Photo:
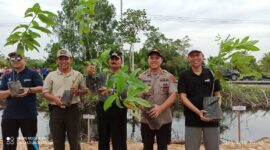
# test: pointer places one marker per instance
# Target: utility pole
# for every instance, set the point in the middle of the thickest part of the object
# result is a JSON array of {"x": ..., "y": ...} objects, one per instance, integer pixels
[{"x": 121, "y": 16}]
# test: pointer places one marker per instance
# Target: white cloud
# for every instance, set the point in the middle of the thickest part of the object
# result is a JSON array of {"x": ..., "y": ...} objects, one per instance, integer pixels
[{"x": 200, "y": 20}]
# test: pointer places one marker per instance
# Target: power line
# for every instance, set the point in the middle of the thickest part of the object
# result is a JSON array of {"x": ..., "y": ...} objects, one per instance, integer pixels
[{"x": 209, "y": 20}]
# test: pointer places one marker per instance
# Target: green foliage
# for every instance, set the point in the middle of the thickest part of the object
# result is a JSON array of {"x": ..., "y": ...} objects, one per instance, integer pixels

★ ★ ★

*ASSIGNMENT:*
If a record contains a picture, omit the picture and repeat everything else exactly.

*REPLY TO THE TASK:*
Photo:
# test: pointer places one marker per instance
# Target: utility pole
# for every instance, set the point in the middle of the thickest part of the object
# result is a JSON array of {"x": ..., "y": ...} objects, one per instance, integer pixels
[{"x": 121, "y": 16}]
# test: pointer places one marker per instance
# Target: white cloud
# for every instance, set the point in the middle of the thickest part of the object
# result is a JSON array of {"x": ..., "y": ...} objects, one per instance, integer pixels
[{"x": 200, "y": 20}]
# test: pointer places one marker per instance
# Target: power line
# for every instance, set the point in the middle of the thickest part of the object
# result is a JSON array of {"x": ..., "y": ...} objects, one per instance, integer pixels
[{"x": 209, "y": 20}]
# test: pointer places one marker per instance
# Target: green foliage
# for every instance, set the point in the middle of the thickest part of the object
# result is a JSON array of {"x": ..., "y": ...} objects, one per instance, integer pixels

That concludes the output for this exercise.